--- begin Entries ---

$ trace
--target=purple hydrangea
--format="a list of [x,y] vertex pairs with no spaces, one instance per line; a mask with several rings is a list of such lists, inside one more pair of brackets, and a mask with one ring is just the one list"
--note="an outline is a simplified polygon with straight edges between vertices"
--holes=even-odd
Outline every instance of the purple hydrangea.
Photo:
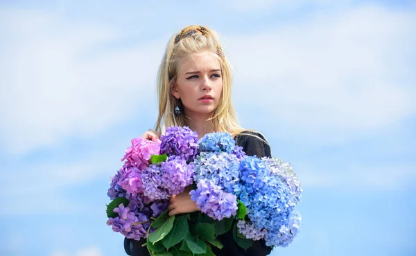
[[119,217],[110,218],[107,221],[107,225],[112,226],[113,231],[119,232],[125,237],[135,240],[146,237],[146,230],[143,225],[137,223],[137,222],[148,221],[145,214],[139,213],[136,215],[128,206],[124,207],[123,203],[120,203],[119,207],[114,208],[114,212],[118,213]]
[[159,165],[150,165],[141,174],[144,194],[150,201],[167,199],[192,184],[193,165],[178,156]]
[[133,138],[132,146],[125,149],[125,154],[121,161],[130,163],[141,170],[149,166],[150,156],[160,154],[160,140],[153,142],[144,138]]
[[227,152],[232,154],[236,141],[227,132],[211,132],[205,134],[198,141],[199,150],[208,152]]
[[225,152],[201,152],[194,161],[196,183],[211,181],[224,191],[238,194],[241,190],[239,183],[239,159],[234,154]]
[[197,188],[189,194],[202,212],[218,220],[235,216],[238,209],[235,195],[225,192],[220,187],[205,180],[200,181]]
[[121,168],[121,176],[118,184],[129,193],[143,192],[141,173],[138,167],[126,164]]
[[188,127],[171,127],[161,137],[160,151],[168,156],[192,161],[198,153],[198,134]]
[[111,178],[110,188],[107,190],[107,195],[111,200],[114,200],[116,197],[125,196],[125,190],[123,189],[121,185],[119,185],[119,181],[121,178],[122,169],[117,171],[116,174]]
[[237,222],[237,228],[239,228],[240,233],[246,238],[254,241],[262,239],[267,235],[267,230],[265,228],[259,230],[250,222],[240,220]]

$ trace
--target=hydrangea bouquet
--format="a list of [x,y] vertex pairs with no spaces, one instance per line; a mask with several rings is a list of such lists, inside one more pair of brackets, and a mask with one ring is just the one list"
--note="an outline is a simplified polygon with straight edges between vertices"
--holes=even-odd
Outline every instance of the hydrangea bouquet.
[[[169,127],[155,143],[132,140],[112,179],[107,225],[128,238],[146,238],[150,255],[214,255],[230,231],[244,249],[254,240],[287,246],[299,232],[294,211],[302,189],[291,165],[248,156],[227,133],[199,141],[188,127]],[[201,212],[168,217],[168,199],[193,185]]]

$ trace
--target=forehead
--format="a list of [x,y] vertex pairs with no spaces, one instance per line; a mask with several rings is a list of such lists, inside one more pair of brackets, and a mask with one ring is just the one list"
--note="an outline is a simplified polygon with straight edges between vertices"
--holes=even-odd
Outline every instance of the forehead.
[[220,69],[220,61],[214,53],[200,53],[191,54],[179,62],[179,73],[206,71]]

--- end Entries ---
--- begin Entries ---

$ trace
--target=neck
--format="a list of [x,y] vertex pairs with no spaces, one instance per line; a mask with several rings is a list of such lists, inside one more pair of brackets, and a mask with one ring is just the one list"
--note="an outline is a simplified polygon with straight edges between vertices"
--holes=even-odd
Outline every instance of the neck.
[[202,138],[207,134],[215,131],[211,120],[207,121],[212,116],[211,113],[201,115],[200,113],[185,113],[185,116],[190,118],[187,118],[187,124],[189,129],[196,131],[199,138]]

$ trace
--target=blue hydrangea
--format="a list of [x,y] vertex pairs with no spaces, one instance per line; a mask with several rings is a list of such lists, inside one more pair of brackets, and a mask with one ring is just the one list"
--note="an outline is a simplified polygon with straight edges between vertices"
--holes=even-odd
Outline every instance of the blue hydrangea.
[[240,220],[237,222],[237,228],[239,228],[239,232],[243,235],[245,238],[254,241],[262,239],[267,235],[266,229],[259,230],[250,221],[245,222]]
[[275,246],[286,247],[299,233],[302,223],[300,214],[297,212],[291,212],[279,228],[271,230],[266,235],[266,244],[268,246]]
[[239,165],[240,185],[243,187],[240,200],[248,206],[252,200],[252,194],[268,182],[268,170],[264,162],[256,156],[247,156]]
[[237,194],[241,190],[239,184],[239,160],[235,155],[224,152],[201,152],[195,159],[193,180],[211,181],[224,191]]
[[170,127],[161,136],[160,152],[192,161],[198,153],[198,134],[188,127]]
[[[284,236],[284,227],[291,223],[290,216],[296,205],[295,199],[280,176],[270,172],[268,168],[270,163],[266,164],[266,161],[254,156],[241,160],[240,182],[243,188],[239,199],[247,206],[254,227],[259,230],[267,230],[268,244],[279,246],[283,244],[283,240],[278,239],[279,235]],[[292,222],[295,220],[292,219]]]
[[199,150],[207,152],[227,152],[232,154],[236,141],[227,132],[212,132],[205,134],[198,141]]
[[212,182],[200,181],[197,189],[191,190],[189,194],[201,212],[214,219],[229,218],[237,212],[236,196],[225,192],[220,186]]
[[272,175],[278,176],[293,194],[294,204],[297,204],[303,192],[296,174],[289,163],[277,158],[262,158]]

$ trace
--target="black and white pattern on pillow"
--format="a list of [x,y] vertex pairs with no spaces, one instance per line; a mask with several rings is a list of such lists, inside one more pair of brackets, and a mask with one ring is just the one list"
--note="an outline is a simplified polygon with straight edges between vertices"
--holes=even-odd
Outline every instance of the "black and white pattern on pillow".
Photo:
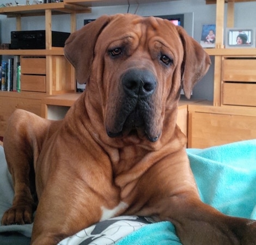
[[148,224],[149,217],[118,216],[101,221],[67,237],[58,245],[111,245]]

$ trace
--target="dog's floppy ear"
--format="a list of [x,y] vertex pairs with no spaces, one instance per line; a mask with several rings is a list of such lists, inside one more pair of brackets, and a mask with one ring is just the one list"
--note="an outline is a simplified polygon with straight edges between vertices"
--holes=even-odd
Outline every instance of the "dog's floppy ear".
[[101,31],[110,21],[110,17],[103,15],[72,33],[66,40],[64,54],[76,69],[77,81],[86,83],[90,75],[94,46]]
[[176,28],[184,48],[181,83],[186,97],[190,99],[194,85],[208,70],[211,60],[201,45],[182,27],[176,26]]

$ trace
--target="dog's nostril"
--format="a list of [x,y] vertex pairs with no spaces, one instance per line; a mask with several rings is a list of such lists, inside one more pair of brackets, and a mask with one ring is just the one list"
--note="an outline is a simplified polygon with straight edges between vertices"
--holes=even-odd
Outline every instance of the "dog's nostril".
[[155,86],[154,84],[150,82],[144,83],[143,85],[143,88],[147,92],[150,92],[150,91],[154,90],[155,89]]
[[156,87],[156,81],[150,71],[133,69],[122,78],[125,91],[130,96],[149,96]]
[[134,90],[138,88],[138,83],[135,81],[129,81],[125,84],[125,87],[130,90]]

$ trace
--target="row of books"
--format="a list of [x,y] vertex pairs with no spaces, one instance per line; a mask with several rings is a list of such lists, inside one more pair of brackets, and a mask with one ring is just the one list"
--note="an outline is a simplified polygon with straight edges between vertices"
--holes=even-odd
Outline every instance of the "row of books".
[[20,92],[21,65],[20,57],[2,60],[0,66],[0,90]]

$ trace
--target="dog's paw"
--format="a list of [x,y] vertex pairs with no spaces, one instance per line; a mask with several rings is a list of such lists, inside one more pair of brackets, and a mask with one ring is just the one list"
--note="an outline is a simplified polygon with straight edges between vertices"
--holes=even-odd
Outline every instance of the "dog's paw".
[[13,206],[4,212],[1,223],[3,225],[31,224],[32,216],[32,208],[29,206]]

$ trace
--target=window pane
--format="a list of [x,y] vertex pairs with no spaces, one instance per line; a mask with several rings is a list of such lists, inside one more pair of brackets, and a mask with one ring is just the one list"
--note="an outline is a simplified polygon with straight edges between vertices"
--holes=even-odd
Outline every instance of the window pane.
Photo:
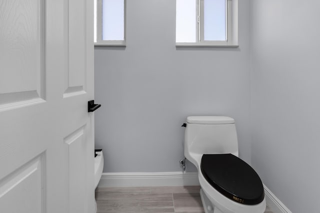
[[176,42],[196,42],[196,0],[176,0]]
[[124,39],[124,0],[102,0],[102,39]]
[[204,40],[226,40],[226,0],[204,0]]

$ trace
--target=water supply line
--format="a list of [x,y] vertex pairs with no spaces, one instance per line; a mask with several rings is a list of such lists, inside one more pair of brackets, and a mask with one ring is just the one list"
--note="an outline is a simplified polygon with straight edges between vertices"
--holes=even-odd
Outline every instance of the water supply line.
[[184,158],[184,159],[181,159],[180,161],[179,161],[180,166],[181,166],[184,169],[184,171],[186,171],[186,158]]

--- end Entries ---

Pull out every line from the items above that contains the word "pane", treating uppercase and lowercase as different.

> _Correct output_:
--target=window pane
Outline every instance of the window pane.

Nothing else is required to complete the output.